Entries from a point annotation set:
□ □ □ □ □
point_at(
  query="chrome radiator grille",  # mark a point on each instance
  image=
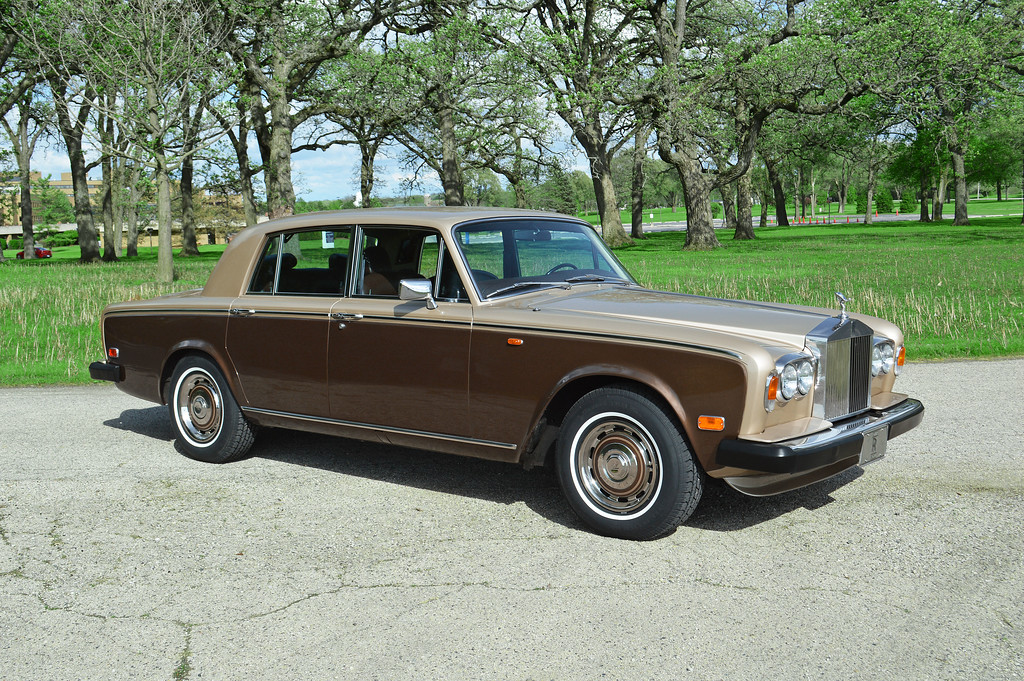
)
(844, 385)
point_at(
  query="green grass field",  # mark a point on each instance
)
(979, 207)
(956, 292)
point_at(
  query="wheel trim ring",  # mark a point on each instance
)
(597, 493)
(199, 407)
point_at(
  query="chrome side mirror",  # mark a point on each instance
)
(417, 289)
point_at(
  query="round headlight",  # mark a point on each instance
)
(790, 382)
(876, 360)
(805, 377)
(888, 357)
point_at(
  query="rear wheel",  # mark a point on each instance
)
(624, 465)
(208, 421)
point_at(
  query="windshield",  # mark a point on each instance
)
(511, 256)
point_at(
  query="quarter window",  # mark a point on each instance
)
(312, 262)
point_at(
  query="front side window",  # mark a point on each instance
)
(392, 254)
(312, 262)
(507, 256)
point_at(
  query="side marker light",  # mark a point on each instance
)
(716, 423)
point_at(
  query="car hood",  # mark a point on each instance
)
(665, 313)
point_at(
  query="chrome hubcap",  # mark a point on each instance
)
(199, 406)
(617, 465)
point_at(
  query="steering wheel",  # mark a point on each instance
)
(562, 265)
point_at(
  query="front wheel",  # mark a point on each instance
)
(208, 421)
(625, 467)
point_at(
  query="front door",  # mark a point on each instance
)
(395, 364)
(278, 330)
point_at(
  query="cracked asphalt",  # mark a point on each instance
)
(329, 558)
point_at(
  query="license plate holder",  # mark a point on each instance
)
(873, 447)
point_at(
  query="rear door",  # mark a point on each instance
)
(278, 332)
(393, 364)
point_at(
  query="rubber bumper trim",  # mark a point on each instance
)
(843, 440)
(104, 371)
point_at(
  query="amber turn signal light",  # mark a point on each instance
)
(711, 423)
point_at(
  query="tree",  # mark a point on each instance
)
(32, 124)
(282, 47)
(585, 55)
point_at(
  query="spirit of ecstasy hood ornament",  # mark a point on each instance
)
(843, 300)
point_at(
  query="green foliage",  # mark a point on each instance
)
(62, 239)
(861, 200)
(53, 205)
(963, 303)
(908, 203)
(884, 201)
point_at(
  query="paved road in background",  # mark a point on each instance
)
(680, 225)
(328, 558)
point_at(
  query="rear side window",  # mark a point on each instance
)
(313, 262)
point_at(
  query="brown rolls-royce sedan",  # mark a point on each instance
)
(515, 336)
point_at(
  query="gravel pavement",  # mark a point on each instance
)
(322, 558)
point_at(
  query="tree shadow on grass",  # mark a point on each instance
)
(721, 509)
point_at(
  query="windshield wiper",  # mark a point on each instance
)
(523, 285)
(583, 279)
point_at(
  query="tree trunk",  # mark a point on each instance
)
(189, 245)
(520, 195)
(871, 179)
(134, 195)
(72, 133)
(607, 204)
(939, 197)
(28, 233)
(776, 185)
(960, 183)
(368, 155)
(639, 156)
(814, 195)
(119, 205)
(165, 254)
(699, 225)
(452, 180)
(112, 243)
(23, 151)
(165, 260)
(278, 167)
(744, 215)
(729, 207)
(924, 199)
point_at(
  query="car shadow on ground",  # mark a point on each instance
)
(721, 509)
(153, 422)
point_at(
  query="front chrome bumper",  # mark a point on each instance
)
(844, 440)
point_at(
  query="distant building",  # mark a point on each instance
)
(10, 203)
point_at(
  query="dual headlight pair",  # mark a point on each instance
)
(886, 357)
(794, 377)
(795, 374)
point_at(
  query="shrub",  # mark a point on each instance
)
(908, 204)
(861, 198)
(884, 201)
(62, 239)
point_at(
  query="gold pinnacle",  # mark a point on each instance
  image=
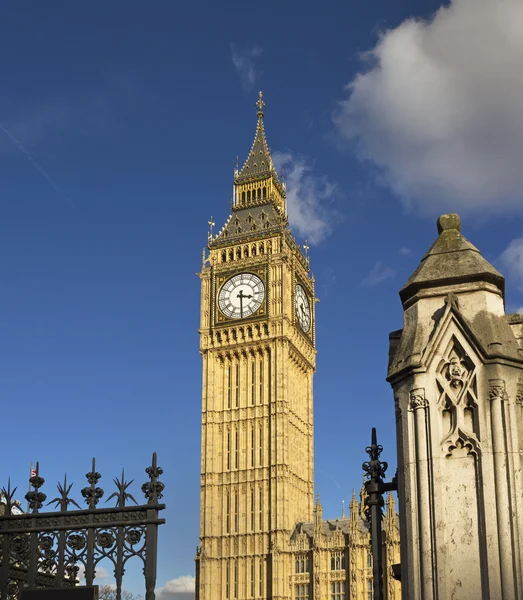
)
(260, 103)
□ □ □ □ □
GIVEN REQUEST:
Each entry should be repeated exactly as it appears; the pictures stay out.

SOLUTION TO THIS TASK:
point_at(
  query="chrome radiator grille",  # mark a point on each instance
  image=
)
(844, 385)
point_at(
  query="green grass field",  # mark a point on each instance
)
(979, 207)
(956, 292)
point_at(
  query="wheel trim ring",  # mark a point on each instance
)
(597, 493)
(199, 407)
point_at(
  query="chrome side mirror",  # mark a point on each instance
)
(417, 289)
point_at(
  query="round headlight",  # mark a point on each instance
)
(790, 382)
(876, 360)
(805, 377)
(888, 357)
point_at(
  query="rear wheel",  # mark a point on each instance
)
(624, 465)
(208, 421)
point_at(
  query="windshield",  # mark a point on each instance
)
(511, 256)
point_at(
  query="quarter window",  # mark a point on each instance
)
(312, 262)
point_at(
  query="front side window",  # mark a point on each instance
)
(392, 254)
(312, 262)
(507, 256)
point_at(
  query="side marker light",  # mark a point on each instance
)
(716, 423)
point_at(
  query="car hood",  # mark a point on each instance
)
(665, 313)
point_at(
  query="chrome hubcap",  # mark a point on each instance
)
(199, 406)
(617, 465)
point_at(
  query="steering wheel",  # mark a point on each instance
)
(562, 265)
point_at(
  query="front wheel",  # mark a point on each instance
)
(208, 421)
(625, 467)
point_at(
  query="front door",  # mark a point on each instance
)
(395, 364)
(278, 330)
point_at(
  query="cracked asphalt",  # mark a point on each instance
)
(329, 558)
point_at(
  query="license plate holder",  # mark a point on each instance
)
(873, 447)
point_at(
  query="rear door",  # mark a point on each instance
)
(278, 332)
(393, 364)
point_at(
  query="rubber bumper trim",  # mark a point on each instance
)
(843, 440)
(104, 371)
point_at(
  query="amber turn signal light",  # mark a point on each instance
)
(711, 423)
point_at(
  query="tree",  # mark a point on each instance
)
(32, 124)
(282, 47)
(585, 55)
point_at(
  query="spirit of ecstasy hood ornament",  # mark a point on each instance
)
(843, 300)
point_at(
  query="green foliage",  # mark a point on each instance
)
(62, 239)
(861, 200)
(53, 205)
(963, 303)
(908, 203)
(884, 201)
point_at(
  query="paved road in background",  # mark a point on each instance
)
(680, 225)
(328, 558)
point_at(
  query="rear side window",  # mark a point on each instance
)
(313, 262)
point_at(
  query="brown rolls-royce sedan",  # mark a point on each instance
)
(515, 336)
point_at(
  query="gravel pavement",  # mark a point on each instance
)
(322, 558)
point_at(
  query="tree shadow on grass",  # mark a point on each instance
)
(721, 509)
point_at(
  query="windshield wiper",  # mark a point on each instance
)
(523, 285)
(583, 279)
point_at(
  query="tree trunk",  # mark a point on each instance
)
(189, 245)
(520, 195)
(871, 179)
(134, 195)
(72, 133)
(607, 204)
(939, 197)
(28, 233)
(776, 185)
(960, 183)
(368, 155)
(639, 156)
(814, 195)
(119, 205)
(165, 254)
(699, 225)
(452, 180)
(112, 243)
(23, 151)
(165, 260)
(278, 167)
(744, 215)
(729, 207)
(924, 199)
point_at(
  query="car shadow on ground",  # mark a point on each instance
)
(721, 509)
(153, 422)
point_at(
  query="front chrome bumper",  # mark a point on each instance
)
(844, 440)
point_at(
  query="distant building",  # mark a point on each instance
)
(10, 203)
point_at(
  query="dual headlight pair",  # mark a point on each instance
)
(886, 357)
(794, 377)
(795, 374)
point_at(
  query="shrub",  # mark a point on each instance
)
(908, 204)
(861, 198)
(884, 201)
(62, 239)
point_at(
  query="gold pinnacle",  # mark a point on each instance
  image=
)
(260, 103)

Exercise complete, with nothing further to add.